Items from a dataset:

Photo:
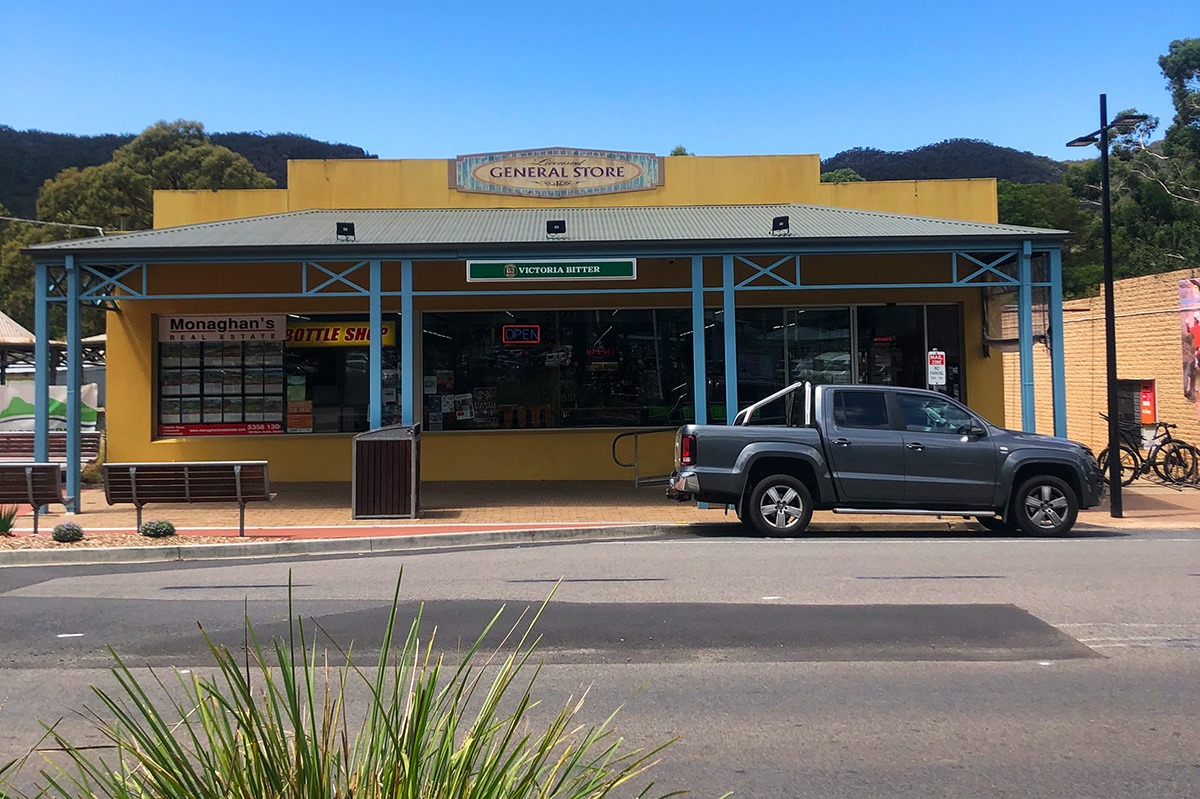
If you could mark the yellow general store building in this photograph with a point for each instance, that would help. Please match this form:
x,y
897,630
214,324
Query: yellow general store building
x,y
526,307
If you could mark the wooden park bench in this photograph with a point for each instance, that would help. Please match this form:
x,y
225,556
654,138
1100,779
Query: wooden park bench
x,y
17,446
201,481
31,484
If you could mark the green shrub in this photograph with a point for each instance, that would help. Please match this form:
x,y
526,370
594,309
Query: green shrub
x,y
274,721
67,532
7,518
157,529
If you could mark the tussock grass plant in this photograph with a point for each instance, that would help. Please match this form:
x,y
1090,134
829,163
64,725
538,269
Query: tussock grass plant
x,y
277,727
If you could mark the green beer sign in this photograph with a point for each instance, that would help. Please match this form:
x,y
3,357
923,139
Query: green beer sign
x,y
601,269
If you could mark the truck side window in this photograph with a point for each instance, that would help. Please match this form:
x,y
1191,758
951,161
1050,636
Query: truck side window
x,y
861,409
923,414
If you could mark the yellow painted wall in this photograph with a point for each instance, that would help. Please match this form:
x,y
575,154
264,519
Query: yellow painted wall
x,y
193,206
417,184
688,180
527,455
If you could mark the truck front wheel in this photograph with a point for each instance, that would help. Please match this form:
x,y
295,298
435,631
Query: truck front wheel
x,y
780,505
1045,505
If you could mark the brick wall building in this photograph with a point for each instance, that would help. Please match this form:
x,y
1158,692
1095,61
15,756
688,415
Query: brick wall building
x,y
1149,347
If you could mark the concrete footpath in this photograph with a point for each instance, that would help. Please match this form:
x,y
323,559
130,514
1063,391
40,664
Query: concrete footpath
x,y
315,518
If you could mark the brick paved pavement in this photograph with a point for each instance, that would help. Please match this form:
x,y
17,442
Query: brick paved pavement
x,y
322,510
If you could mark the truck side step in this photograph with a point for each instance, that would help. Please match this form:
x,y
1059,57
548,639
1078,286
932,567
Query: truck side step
x,y
897,511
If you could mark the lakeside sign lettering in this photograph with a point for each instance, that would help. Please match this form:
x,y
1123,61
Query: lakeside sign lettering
x,y
556,173
603,269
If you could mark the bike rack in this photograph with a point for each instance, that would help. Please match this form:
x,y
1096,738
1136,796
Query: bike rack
x,y
640,481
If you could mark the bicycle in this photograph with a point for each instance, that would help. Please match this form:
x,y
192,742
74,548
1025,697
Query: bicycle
x,y
1171,458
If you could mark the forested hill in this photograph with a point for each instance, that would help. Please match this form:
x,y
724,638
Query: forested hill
x,y
28,158
949,158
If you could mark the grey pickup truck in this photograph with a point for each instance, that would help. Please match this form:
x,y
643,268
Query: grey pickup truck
x,y
859,449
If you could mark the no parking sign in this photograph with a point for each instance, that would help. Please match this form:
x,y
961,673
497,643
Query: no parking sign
x,y
936,367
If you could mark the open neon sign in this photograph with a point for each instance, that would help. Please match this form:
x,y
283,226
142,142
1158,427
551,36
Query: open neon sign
x,y
521,334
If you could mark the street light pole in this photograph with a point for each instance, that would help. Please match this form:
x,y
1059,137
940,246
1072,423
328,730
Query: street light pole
x,y
1116,506
1110,337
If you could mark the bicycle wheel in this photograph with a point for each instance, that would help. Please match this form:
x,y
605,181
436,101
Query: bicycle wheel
x,y
1131,464
1176,462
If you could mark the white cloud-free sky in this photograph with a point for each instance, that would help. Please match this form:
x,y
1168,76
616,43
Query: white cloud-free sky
x,y
438,79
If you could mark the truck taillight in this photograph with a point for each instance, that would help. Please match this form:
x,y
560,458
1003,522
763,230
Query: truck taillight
x,y
688,450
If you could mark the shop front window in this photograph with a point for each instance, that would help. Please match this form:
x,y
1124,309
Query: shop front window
x,y
311,376
894,342
327,366
556,368
778,347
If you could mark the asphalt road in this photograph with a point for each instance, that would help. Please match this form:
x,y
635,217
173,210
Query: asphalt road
x,y
831,666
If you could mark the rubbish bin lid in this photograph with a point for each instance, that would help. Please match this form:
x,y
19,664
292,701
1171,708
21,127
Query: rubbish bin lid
x,y
391,433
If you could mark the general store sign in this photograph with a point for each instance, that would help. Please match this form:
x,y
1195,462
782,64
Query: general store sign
x,y
231,326
336,334
556,173
600,269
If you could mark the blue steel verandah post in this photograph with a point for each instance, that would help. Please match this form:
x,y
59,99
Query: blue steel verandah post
x,y
407,331
375,348
1057,354
41,364
75,383
731,338
1025,337
700,380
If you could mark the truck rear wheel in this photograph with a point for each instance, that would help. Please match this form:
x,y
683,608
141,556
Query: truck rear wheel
x,y
1045,505
780,505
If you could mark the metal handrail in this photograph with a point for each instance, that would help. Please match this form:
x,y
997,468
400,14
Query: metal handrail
x,y
635,433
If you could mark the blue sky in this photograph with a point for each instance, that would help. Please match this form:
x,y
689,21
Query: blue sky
x,y
438,79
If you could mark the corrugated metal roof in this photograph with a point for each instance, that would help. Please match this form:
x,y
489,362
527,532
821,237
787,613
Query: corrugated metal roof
x,y
466,227
12,334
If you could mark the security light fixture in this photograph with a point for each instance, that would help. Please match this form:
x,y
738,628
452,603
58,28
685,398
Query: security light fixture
x,y
1129,119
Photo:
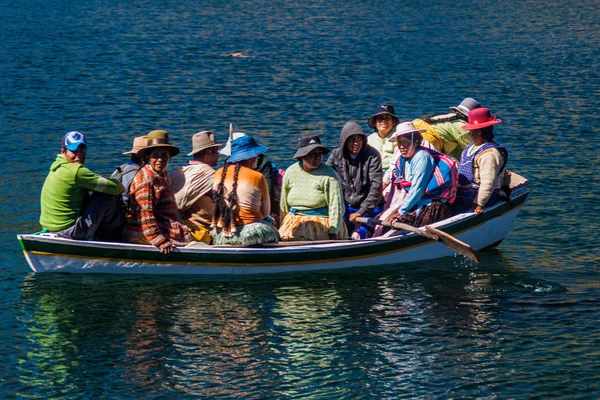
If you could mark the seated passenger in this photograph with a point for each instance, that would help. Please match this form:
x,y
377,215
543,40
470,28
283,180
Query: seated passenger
x,y
272,174
443,132
124,173
193,185
359,168
420,197
66,207
152,217
384,122
482,165
241,195
312,205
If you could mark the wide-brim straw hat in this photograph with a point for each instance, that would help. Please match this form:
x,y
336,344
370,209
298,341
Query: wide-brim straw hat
x,y
480,118
405,128
203,140
139,143
383,109
158,139
244,148
466,106
308,144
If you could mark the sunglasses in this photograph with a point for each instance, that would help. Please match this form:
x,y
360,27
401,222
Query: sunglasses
x,y
165,155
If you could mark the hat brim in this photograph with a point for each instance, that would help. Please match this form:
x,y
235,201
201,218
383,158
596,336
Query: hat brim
x,y
247,154
133,151
199,149
303,151
174,150
397,135
373,124
470,127
460,111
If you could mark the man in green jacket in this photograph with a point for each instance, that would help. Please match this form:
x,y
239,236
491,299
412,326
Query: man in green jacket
x,y
77,203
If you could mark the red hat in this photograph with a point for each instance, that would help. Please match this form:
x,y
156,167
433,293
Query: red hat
x,y
480,118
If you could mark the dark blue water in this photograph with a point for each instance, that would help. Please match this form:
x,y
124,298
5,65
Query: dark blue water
x,y
523,323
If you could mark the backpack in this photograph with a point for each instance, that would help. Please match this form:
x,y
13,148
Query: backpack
x,y
443,183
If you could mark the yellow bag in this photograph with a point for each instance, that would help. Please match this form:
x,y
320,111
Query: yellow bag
x,y
430,134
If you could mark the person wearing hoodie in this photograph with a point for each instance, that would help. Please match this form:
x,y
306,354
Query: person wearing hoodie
x,y
359,167
67,209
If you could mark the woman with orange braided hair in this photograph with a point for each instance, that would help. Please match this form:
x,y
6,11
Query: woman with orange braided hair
x,y
241,197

WHAT IS ASKED
All entries must be written out again exactly as given, with no pictures in the copy.

OUTPUT FOR THIS TASK
Photo:
If you could mark the yellow general store building in this photograph with a point for each instance, that would help. Please match this form:
x,y
897,630
214,324
Query: yellow general store building
x,y
526,307
If you could mark the wooden park bench in this photograph with a point for each instance, that would help. Please match this form:
x,y
225,556
654,138
1100,779
Query: wooden park bench
x,y
17,446
201,481
31,484
If you could mark the green shrub in this photograph with a point for each instance, that would help. Please match this form:
x,y
526,370
594,309
Query: green shrub
x,y
274,721
67,532
7,518
157,529
If you could mark the tussock grass plant in this photograph with a point for each instance, that would help. Please match this form:
x,y
1090,134
829,163
64,725
538,269
Query: tussock grass plant
x,y
277,727
If you could mark the green beer sign in this photograph with a point for each instance, that would help. Please match this form:
x,y
3,357
923,139
Query: green beer sign
x,y
601,269
If you could mark the truck side window in this photograph with a point for each instance, that would help. Please match this form:
x,y
1191,758
951,161
1050,636
Query: truck side window
x,y
861,409
923,414
If you could mark the yellow painted wall in this photograph with a point for each instance, that would help. Please match this form:
x,y
575,154
264,519
Query: yellow painted wall
x,y
193,206
417,184
688,180
527,455
If you could mark the truck front wheel in this photograph with a point for each instance, that would help. Please match this form:
x,y
295,298
435,631
Query: truck front wheel
x,y
780,505
1045,505
If you could mark the brick wall building in this photograph with a point for each instance, that would help. Please match this form:
x,y
1158,692
1095,61
15,756
688,415
Query: brick wall building
x,y
1149,347
If you could mark the concrete footpath in this photograph with a point for each instance, that would help. Please match this form:
x,y
323,559
130,514
1063,391
40,664
Query: concrete footpath
x,y
315,518
If you could mark the brick paved pavement in this photograph with a point for each instance, that would help. Please match this form:
x,y
17,442
Query: brick paved pavement
x,y
322,510
If you could mark the truck side step in this photograph with a point for each instance, that would help. Please match this form:
x,y
1059,57
548,639
1078,286
932,567
Query: truck side step
x,y
897,511
If you could mark the lakeside sign lettering in this photograph with a point for each instance, that would help. Please match this form:
x,y
1123,61
Query: lakeside sign lettering
x,y
556,173
603,269
If you could mark the bike rack in this photograph with a point for each instance, that would help. Please match this form:
x,y
1096,738
1136,796
Query: bike rack
x,y
640,481
If you could mark the bicycle in this photograph with a point for each instance, that would help. Please match this form:
x,y
192,742
74,548
1025,697
Query: bicycle
x,y
1171,458
If you could mark the forested hill in this photograph with a point for each instance, that would help. Please match this form:
x,y
724,638
Query: forested hill
x,y
28,158
949,158
If you could mark the grey pickup truck in this photograph with a point for each instance, that would help. Please match this form:
x,y
643,268
Query: grey pickup truck
x,y
859,449
If you could mark the no parking sign in this photograph with a point for each instance, that would help. Please match this form:
x,y
961,673
497,643
Query: no parking sign
x,y
936,367
If you could mark the open neon sign in this photograph with a point for each instance, that would help. Please match this form:
x,y
283,226
142,142
1158,427
551,36
Query: open neon sign
x,y
521,334
If you could mark the street light pole in this photograph with a point for each instance, that would help. Please match this form:
x,y
1059,137
940,246
1072,423
328,730
Query: street light pole
x,y
1116,506
1110,337
If you could mark the bicycle wheel in this photograph with a point for each instance, that would help. Please match this form:
x,y
605,181
436,101
Query: bicycle wheel
x,y
1131,464
1176,462
If you could mark the white cloud-free sky in this photograph with a point for each instance, that would help. Please match this form:
x,y
1168,76
616,43
Query: white cloud-free sky
x,y
438,79
If you could mark the truck taillight in this photograph with a point for each instance, that would help. Please match this form:
x,y
560,458
1003,522
763,230
Query: truck taillight
x,y
688,450
If you could mark the shop front window in this photograph with a point for each instance, that would help. Please match this form:
x,y
1124,309
Query: shop front window
x,y
311,376
894,342
327,366
556,368
778,347
If you could mark the asphalt road in this photograph with a point for each instance, that would help. Please match this form:
x,y
635,217
173,210
Query: asphalt road
x,y
831,666
If you could mark the rubbish bin lid in this photograph with a point for each instance, that would help. Please match this form:
x,y
19,664
292,701
1171,708
21,127
Query: rubbish bin lid
x,y
391,433
If you could mark the general store sign in this photograph with a point for each instance, that would help. Please match this form:
x,y
1195,462
782,64
Query: general store sign
x,y
231,326
336,334
556,173
600,269
If you could mark the blue steel verandah post in this photograph with a point for each instance, that would help. Please match this form:
x,y
59,99
Query: blue steel verandah post
x,y
407,331
375,348
1057,354
41,364
75,383
731,338
1025,337
700,380
If you could mark the truck rear wheel in this photograph with a point for each instance, that would help. Please match this form:
x,y
683,608
141,556
Query: truck rear wheel
x,y
1045,505
780,505
If you could mark the metal handrail in this photograph with a point for each instance, that would help. Please match this form:
x,y
997,468
400,14
Query: metal handrail
x,y
635,433
If you could mark the blue sky in this photograph with a point for each instance, that would help. Please match this form:
x,y
689,21
Query: blue sky
x,y
438,79
If you could mark the corrugated metal roof in this photograph with a point for each instance, that would help. Please match this form:
x,y
489,362
527,532
821,237
787,613
Query: corrugated metal roof
x,y
466,227
12,334
If you could mark the security light fixture in this photograph with a point for each instance, that would help. Please match this form:
x,y
738,628
452,603
58,28
685,398
Query: security light fixture
x,y
1129,119
Photo:
If you could mark the seated passenger in this photograph with a point for each instance, that would help. Please match this form:
x,y
377,215
543,40
470,28
283,180
Query: seated passenger
x,y
272,174
443,132
124,173
193,185
359,168
420,197
66,207
152,217
384,122
482,165
241,195
312,205
If you could mark the wide-brim straw hat in this photograph with a point for each instance, that would help. Please match this form:
x,y
336,344
370,209
298,341
Query: wide-brim straw hat
x,y
480,118
405,128
203,140
139,143
383,109
158,139
244,148
466,106
308,144
If you could mark the sunglasses in this photograph with a point for each instance, that would help. Please match this form:
x,y
360,27
401,222
Query: sunglasses
x,y
165,155
If you could mark the hat brim in this photograph with a point for each instance, that would help. Please match this form:
x,y
235,201
201,218
383,158
596,336
Query: hat brim
x,y
247,154
133,151
199,149
303,151
174,150
397,135
373,124
470,127
460,111
If you could mark the man in green jacket in this photograph with a point for each instance, that would help. Please match this form:
x,y
239,236
491,299
412,326
Query: man in green jacket
x,y
77,203
If you could mark the red hat in this photograph with a point for each instance, that would help. Please match this form:
x,y
156,167
433,293
Query: red hat
x,y
480,118
If you could mark the dark blue water in this photograph with a point for each instance, that would help. Please match this form:
x,y
124,298
5,65
Query: dark blue water
x,y
523,323
If you could mark the backpack in this photograph with a point for each instance, that would help. Please match this form:
x,y
13,148
Query: backpack
x,y
443,183
If you could mark the yellow bag in this photograph with a point for each instance, that would help. Please match this form:
x,y
320,111
Query: yellow bag
x,y
430,134
If you could mark the person wearing hoodie in this photograph with a point for each instance, that would help. Please match this form:
x,y
306,354
Query: person wearing hoodie
x,y
359,167
67,209
If you could mark the woman with orange braided hair in this photograph with a point for each instance, that would help. Please match this form:
x,y
6,11
Query: woman with orange braided hair
x,y
241,197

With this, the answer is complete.